#### [Task directions]
Pull out each line in the records that contains the string "positive", matching case.

#### [Data records]
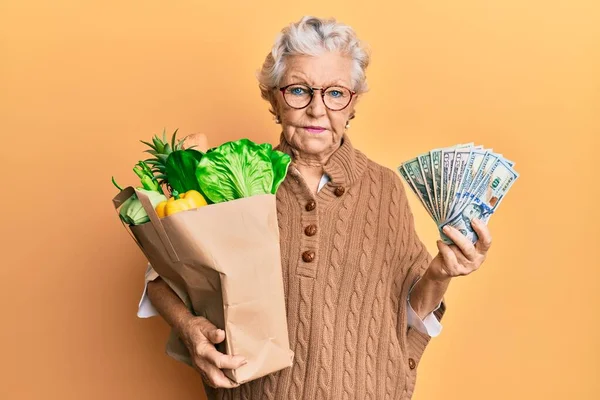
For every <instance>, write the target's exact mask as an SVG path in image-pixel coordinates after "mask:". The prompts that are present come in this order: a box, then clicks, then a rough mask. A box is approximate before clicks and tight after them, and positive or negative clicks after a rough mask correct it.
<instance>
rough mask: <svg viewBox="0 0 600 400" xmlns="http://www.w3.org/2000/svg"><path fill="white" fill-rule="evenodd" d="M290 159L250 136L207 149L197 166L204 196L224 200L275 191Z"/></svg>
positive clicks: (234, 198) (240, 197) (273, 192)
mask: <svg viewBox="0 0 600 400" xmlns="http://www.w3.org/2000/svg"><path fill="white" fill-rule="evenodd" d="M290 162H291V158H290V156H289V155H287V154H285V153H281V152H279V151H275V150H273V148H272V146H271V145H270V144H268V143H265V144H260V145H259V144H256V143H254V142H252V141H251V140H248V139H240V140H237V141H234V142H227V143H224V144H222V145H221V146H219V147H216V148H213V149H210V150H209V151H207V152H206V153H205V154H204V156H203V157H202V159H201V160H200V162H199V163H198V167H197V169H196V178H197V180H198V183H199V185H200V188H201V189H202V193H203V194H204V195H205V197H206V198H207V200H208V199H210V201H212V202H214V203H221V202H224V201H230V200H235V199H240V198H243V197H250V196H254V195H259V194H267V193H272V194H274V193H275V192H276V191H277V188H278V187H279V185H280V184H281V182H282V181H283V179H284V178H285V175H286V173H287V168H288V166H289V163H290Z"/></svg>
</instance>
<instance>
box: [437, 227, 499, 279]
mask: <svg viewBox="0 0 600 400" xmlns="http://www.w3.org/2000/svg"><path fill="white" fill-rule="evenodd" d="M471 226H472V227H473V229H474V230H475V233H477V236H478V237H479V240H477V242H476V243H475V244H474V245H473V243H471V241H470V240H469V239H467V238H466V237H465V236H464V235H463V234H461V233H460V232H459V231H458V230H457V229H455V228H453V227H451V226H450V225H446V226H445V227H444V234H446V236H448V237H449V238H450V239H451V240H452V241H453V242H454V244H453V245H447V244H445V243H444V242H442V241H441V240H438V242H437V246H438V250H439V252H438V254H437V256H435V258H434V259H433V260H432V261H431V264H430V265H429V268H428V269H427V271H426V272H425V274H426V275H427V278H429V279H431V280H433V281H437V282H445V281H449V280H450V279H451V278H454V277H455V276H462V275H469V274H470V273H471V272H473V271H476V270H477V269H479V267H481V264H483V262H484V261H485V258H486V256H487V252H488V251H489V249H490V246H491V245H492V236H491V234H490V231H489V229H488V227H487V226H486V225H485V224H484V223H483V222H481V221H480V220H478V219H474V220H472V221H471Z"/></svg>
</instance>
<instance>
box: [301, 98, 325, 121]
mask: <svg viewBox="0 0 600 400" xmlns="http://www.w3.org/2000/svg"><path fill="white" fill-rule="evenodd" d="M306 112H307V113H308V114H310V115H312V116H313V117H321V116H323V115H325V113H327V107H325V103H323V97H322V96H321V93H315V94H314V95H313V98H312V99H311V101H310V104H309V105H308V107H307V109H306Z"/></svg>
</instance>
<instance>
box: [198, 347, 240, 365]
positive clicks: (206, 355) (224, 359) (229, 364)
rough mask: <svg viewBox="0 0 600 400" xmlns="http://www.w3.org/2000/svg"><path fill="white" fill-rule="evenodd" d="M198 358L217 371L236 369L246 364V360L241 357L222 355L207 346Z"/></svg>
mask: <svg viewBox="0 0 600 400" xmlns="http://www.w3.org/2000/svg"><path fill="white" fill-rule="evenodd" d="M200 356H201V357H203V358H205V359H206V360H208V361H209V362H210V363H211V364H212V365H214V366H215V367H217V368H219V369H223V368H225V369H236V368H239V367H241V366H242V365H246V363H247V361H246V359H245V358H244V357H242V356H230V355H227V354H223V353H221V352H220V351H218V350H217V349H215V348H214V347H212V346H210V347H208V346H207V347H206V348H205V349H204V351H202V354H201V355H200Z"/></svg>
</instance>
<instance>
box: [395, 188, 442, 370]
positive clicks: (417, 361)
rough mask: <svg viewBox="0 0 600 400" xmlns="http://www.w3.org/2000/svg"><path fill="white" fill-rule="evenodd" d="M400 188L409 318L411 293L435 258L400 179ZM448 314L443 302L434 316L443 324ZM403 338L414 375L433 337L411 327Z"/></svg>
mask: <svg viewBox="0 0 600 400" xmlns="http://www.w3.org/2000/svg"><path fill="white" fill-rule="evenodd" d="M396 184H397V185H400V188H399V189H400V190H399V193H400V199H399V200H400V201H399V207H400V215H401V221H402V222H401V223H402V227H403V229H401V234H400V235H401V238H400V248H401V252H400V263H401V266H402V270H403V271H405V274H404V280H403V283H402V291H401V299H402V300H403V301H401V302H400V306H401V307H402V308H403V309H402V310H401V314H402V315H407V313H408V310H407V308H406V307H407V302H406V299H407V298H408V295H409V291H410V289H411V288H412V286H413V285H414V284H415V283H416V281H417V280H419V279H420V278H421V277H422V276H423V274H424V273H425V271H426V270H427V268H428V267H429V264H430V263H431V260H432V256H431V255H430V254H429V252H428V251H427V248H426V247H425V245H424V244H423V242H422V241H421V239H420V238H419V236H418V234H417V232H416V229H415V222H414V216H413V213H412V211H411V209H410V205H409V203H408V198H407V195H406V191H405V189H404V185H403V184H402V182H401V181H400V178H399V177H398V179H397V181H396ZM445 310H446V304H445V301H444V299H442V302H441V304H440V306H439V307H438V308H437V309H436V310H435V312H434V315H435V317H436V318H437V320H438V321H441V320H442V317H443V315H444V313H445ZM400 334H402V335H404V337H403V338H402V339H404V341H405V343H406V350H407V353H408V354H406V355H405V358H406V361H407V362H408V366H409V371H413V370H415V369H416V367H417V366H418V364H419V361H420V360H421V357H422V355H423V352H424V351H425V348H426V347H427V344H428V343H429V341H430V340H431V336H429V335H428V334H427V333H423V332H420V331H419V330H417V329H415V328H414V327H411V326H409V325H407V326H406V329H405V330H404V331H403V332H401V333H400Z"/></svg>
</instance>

#### [Exercise output]
For every <instance>, write the target's exact mask as an SVG path in image-pixel coordinates after "mask:". The prompts that are present come in this order: a box, then clicks, then a rough mask. A box is approximate before clicks and tight after them, and positive or negative clicks after a rough mask correct it.
positive clicks: (234, 198) (240, 197) (273, 192)
positive clicks: (206, 355) (224, 359) (229, 364)
positive clicks: (417, 361)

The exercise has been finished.